● 演習の内容:
1. 魚臭症についての記事によると、魚臭症の人の口や体から魚の腐ったようなニオイが出るのはなぜですか。記事が述べている仕組みに沿って、一〜三文で説明してください。
2. 魚臭症についての記事を、最後の文の続きから書き進めてください。

● ページ抜粋:
————

魚が腐ったようなニオイがする!「魚臭症」の原因と対処法
魚臭症ってどんな病気?
上述の通り、魚臭症になると口や体から魚の腐ったような悪臭を発するようになります。この悪臭の正体は「トリメチルアミン」という化合物で、魚臭症は「トリメチルアミン尿症」とも言われています。トリメチルアミンは、タンパク質が変化することで発生します。魚の鮮度が落ちてくるとこのトリメチルアミンが発生して生臭いニオイがするのです。
トリメチルアミンは、私たちが食べたものが腸内で分解されるときにもつくられています。通常はきちんと分解されますが、何らかの原因で分解されず体内に残ってしまい、それが呼気や汗に混ざって排出されるのが魚臭症のメカニズムです。
魚臭症の原因
通常、私たちの体内に発生したトリメチルアミンは、肝臓でつくられる「フラビン含有モノオキシゲナーゼ」という分解酵素によって分解され、無臭の物質になります。そのおかげで体に魚臭さが残ることはありません。
ところがこの分解酵素が何らかの理由で欠落してしまうと、トリメチルアミンが分解できなくなってしまうのです。分解酵素が欠落する理由としては、主に以下の2つだとされています。
・先天的に欠如しているため
・肝臓の機能低下により酵素の働きが弱くなるため(後天的)
とはいえ魚臭症の原因はまだ明確になっていないのが現状です。症例もあまり多くないため、医療機関でも検査・治療ができるところは少ないと言えます。
魚臭症改善のポイントは食生活!
残念ながら、魚臭症の治療法はまだ確立されていません。ただし、食生活を見直すことでニオイはかなり軽減されることがわかっています。ポイントとなるのは、トリメチルアミンのもとになる成分が含まれる食べ物を控えること。その主な3つの成分は以下の通りです。
コリン
コリンは水溶性のビタミン栄養素で、動脈硬化を防いだりアルツハイマーを改善したりする効果が期待されています。卵、ベーコンなどの加工肉、レバーなどの内臓、そら豆や大豆などの豆類に多く含まれています。また、ブロッコリーやカリフラワーなどのアブラナ科の野菜にも含まれているため、過剰な摂取は控えましょう。

————

コレクションの記録
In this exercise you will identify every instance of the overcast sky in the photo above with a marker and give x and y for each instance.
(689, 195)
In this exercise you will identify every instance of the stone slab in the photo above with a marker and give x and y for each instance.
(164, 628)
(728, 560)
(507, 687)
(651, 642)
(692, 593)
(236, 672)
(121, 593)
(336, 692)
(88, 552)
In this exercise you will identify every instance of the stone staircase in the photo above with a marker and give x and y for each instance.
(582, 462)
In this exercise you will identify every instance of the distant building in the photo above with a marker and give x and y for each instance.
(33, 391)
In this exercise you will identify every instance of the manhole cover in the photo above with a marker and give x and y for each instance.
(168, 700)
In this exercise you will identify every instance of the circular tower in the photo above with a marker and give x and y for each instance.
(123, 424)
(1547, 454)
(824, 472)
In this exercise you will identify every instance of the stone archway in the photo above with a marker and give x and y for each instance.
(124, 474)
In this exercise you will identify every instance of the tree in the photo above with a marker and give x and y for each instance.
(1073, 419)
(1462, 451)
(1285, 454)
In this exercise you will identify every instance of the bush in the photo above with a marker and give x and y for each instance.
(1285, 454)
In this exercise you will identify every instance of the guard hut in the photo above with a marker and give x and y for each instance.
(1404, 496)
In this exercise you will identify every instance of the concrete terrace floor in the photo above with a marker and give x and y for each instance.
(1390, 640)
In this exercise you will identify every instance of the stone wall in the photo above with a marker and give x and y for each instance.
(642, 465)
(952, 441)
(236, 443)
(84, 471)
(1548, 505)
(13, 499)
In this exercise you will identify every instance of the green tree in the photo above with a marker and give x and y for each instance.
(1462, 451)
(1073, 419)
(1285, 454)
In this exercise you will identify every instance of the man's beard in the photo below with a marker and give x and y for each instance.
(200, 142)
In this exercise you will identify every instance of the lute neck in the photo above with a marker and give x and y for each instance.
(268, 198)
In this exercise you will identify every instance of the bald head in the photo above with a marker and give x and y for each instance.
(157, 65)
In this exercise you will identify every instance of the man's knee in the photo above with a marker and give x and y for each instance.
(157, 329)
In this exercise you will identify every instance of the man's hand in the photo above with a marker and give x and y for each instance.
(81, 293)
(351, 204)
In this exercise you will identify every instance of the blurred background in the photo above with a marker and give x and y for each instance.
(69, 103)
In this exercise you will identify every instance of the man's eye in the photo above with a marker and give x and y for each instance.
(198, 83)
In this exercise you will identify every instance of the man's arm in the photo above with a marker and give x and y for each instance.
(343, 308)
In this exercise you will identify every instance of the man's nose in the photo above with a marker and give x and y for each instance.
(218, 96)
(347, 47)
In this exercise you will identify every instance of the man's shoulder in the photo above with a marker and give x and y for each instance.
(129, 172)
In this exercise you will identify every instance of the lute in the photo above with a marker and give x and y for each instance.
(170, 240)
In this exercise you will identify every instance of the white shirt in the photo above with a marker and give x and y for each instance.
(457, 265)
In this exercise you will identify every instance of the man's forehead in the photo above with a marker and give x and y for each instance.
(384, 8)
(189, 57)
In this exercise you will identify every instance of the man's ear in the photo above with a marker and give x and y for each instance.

————

● 演習の解答:
1. 通常、体内で発生したトリメチルアミンは、肝臓でつくられる分解酵素「フラビン含有モノオキシゲナーゼ」によって無臭の物質に分解されます。魚臭症ではこの酵素が先天的に欠けていたり、肝臓の機能低下で働きが弱くなったりしているため、トリメチルアミンが分解されずに体内に残ります。それが呼気や汗に混ざって排出されるため、魚の腐ったようなニオイがします。

2.
レシチン
レシチンは体に必要な栄養素を取り込み、同時に不要な老廃物を排出してくれる役割を果たす成分です。また、血中のコレステロールを下げたりシミやソバカスの予防にもつながったりするとされています。卵や大豆、ごま油やウナギに多く含まれていますが、魚臭症の方は過剰摂取に注意したほうがいいでしょう。
トリメチルアミンオキシド
トリメチルアミンオキシドは魚介類特有の成分で、トリメチルアミンの酸性化合物です。魚の鮮度が落ち、腐った状態になるとトリメチルアミンオキシドが分解されてトリメチルアミンとなり、生臭いニオイを発します。イカやタコなどの軟体動物、エビやカニなどの甲殻類、サメやエイなどの海水魚に多く含まれているので摂りすぎに注意が必要です。サケやマグロ、カツオなどの赤身部分は比較的含有量が少ないようです。
食事療法で対処するときの注意点
コリンやレシチンといった成分は、体の機能を維持していくために一定量の摂取が必要です。魚臭症に配慮するあまり、極端に摂取量を減らしてしまうと栄養が偏って体に悪影響が出ることが懸念されます。
魚臭症かも……?と思ったら、まずは医師の診察を受け、相談・指導のもと食事制限をするようにしてください。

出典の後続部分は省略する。